▶ **Sağlanan Metin**
---*---

Kontrol Edilen Hayatlar

Faydalı ise lütfen bağlantıyı paylaşınız, tavsiye ediniz. Kaynaksız kopyalamanıza rızamız yoktur.

Her çocukla beraber rızık nasıl artar, bizzat yaşayarak gördüm. Ve çocuk sayısı arttıkça işlerin nasıl kolaylaştığını… Meğer en zoru tek çocuklu olmakmış…

***

“Geçim korkusuyla çocuklarınızı öldürmeyin. Biz, onların da sizin de rızkınızı veririz. Onları öldürmek gerçekten büyük bir suçtur.” (İsrâ, 17/31)

Böyle bir ayet bilirim ben. “Geçim korkusuyla çocuklarınızı öldürmeyin” kısmında irkildiğim, “Biz, onların da sizin de rızkınızı veririz.” kısmıyla rahatladığım bir ayet.

Nasıl öldürür insan evladını? Keser mi, biçer mi? Hangi şekilde öldürür? Biraz ardına düşüp, derinine dalınca ayetin, biraz tefsir karıştırınca anlıyorsunuz Rabbimizin ne anlatmak istediğini.

Çocuğun doğduktan sonra öldürülmesi en uç noktada yer alıyor. Daha çok cahilliyede öldürülen kız çocuklarını hatırlıyoruz. Günümüzde en çok yapılan öldürme anne karnına düşmüş bebeğin, ya zamansız(!) olması, ya ultrasonda problemli  olarak tespit edilmesi, ya da istenmemesi adına yaptırılan öldürmeler ki, yumuşatılmış ismi malumunuz “Kürtaj”dır. Çocuğun İslam’a ve ahlakî değerlere aykırı  yetiştirilmesi de çocuğu harcamak, bir nevi öldürmek anlamına geliyor.

Bir de on yıllardır uygulanan gizli öldürmeler var ki buna da “Doğum Kontrolü” deniyor. Doğum kontrolleriyle sadece çocuklar değil, nice kadınlıklar, erkeklikler öldürülüyor. Birileri bu milletin çocuktan korkmadığını, çocukları için rızık endişesi taşımadığını görünce, gece gündüz uğraşmış, emek(!) vermiş. Ailemizi planlama işini gönüllü olarak üstlenmişler. İnsanlık adına, bizim rahat etmemiz adına insanüstü (!) gayretler bunlar!

---*---

▶ **Verilen Bilgiler**

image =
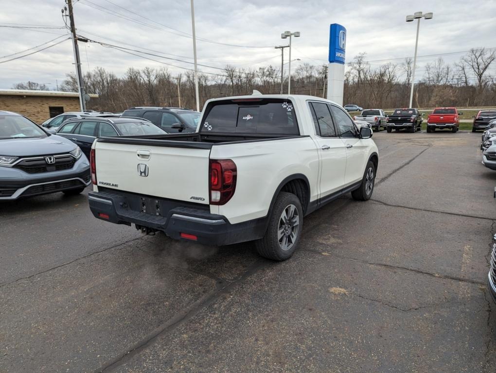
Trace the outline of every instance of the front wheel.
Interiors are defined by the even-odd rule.
[[[281,192],[269,219],[265,235],[255,241],[258,254],[267,259],[285,261],[298,247],[303,224],[303,210],[298,198]]]
[[[372,197],[375,183],[375,167],[372,161],[369,160],[365,167],[362,184],[358,189],[351,192],[352,197],[357,201],[368,201]]]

---*---

▶ **Görevler**
[a] Sağlanan metindeki “Her çocukla beraber rızık nasıl artar, bizzat yaşayarak gördüm.” cümlesini İngilizceye çevirin.
[b] Sağlanan metinde "Nasıl öldürür insan" sözcüklerini içeren ifadeyle açılıp "öldürmek anlamına geliyor." ile kapanan bölümü olduğu gibi yeniden yazın.

▶ **Alıştırma Sonuçları**
[a] I saw for myself, by living through it, how sustenance increases with each child.

[b]
Nasıl öldürür insan evladını? Keser mi, biçer mi? Hangi şekilde öldürür? Biraz ardına düşüp, derinine dalınca ayetin, biraz tefsir karıştırınca anlıyorsunuz Rabbimizin ne anlatmak istediğini.

Çocuğun doğduktan sonra öldürülmesi en uç noktada yer alıyor. Daha çok cahilliyede öldürülen kız çocuklarını hatırlıyoruz. Günümüzde en çok yapılan öldürme anne karnına düşmüş bebeğin, ya zamansız(!) olması, ya ultrasonda problemli  olarak tespit edilmesi, ya da istenmemesi adına yaptırılan öldürmeler ki, yumuşatılmış ismi malumunuz “Kürtaj”dır. Çocuğun İslam’a ve ahlakî değerlere aykırı  yetiştirilmesi de çocuğu harcamak, bir nevi öldürmek anlamına geliyor.